DIRECTIONS:
1. According to the FinCompress notebook, which corpora was BERT-base originally pre-trained on?
2. List the compression methods that the FinCompress notebook applies to its teacher model.
3. Carry on writing the FinCompress notebook from the point where it stops.

# FinCompress — Notebook 01: Teacher Training

**RUN ON: Colab/GPU**

## Project Overview

FinCompress is a practitioner's study in compressing a domain-pretrained language model for production inference. We start with **ProsusAI/FinBERT** — a BERT-base model further pre-trained on financial text — as our teacher, then compress it three ways:

1. **Knowledge Distillation** (Notebooks 01–02): Train a 4-layer student to mimic the teacher
2. **INT8 Quantization** (Notebook 03): Reduce weight precision from FP32 to INT8
3. **Structured Pruning** (Notebook 04): Remove entire attention heads and FFN neurons

All variants are benchmarked identically in Notebook 05.

## Why Start with FinBERT?

BERT-base was pre-trained on Wikipedia and BookCorpus — general English text. Financial text has a very different distribution: domain-specific vocabulary ("EPS beat", "EBITDA", "margin compression"), numerical reasoning, and hedged language ("may adversely affect", "subject to regulatory approval"). FinBERT was further pre-trained on financial news, earnings calls, and analyst reports, giving it:

- Better tokenization of financial terms (they appear as full tokens, not subwords)

ENTRIES:
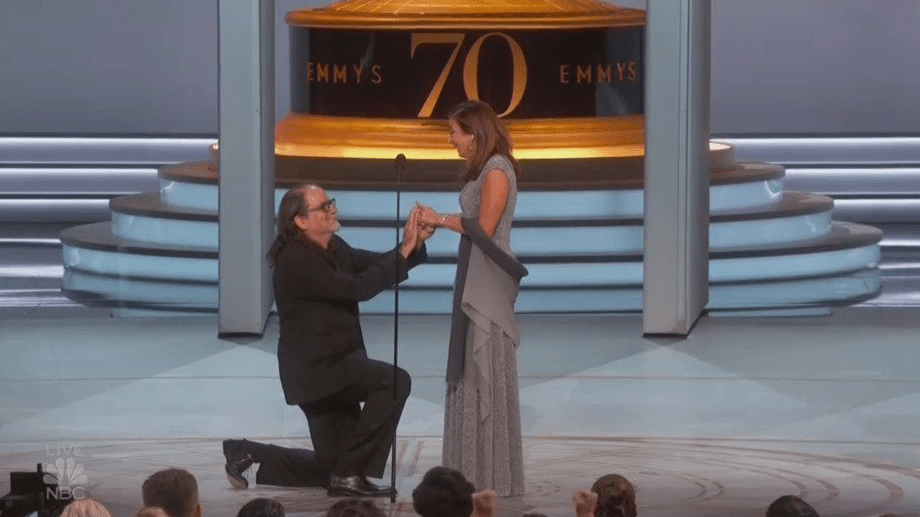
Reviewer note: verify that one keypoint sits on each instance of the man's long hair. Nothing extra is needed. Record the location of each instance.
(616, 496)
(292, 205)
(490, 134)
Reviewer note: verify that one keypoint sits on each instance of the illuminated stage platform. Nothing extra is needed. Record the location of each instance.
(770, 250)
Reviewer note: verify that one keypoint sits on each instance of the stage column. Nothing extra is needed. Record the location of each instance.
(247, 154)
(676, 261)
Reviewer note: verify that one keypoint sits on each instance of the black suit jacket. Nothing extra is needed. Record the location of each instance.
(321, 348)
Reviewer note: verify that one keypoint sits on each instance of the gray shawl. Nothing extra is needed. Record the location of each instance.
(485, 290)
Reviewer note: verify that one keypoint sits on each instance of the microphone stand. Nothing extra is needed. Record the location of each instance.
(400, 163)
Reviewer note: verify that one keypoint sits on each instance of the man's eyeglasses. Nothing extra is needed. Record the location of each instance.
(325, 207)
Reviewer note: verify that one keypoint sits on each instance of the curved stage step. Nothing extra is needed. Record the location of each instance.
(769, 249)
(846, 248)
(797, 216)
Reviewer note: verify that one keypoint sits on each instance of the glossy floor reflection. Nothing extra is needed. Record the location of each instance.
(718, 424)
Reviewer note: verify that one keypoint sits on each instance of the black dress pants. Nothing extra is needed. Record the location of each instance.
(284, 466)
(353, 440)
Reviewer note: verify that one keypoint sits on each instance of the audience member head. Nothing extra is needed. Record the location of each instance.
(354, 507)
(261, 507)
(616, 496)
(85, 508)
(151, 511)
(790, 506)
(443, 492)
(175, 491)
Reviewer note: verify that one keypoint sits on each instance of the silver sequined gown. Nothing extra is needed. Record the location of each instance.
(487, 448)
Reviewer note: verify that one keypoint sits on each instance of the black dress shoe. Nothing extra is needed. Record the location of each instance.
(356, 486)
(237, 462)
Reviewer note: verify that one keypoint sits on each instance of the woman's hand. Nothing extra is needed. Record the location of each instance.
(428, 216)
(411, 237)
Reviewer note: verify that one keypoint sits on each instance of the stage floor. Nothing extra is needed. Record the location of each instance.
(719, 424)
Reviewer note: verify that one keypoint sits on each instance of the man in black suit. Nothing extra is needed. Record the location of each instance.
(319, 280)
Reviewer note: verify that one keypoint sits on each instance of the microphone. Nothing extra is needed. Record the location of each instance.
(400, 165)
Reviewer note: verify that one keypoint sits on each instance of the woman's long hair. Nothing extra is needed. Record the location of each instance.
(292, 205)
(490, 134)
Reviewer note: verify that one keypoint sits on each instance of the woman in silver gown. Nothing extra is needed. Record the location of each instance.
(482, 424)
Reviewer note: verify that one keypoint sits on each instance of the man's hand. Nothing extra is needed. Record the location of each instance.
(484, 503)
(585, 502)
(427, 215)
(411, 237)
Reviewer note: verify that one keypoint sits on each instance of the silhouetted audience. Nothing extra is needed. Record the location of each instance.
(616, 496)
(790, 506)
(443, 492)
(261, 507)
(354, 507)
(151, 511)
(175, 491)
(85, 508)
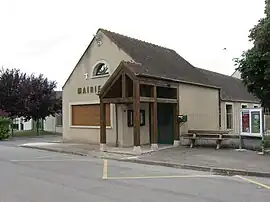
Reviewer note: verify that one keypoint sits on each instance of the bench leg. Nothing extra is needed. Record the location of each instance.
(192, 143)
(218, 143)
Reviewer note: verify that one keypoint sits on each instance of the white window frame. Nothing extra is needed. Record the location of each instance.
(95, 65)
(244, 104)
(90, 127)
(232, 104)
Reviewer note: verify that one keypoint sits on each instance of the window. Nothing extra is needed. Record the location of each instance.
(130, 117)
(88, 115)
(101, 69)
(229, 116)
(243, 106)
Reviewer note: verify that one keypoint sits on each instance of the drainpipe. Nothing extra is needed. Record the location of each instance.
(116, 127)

ANSWERS:
1. Wikipedia and BookCorpus.

2. Knowledge Distillation, INT8 Quantization, and Structured Pruning.

3.
- Contextualized representations that already encode financial sentiment signals
- Higher baseline accuracy on financial NLP tasks *before* any task-specific fine-tuning

Starting with a domain-aware teacher gives the student a richer target to distill — the teacher's soft labels encode more domain-relevant uncertainty structure than BERT-base's would.

## Setup

**Run the Setup cell below first** (mounts Drive, syncs the repo, installs dependencies). All three steps are combined so the pip install always uses the correct path.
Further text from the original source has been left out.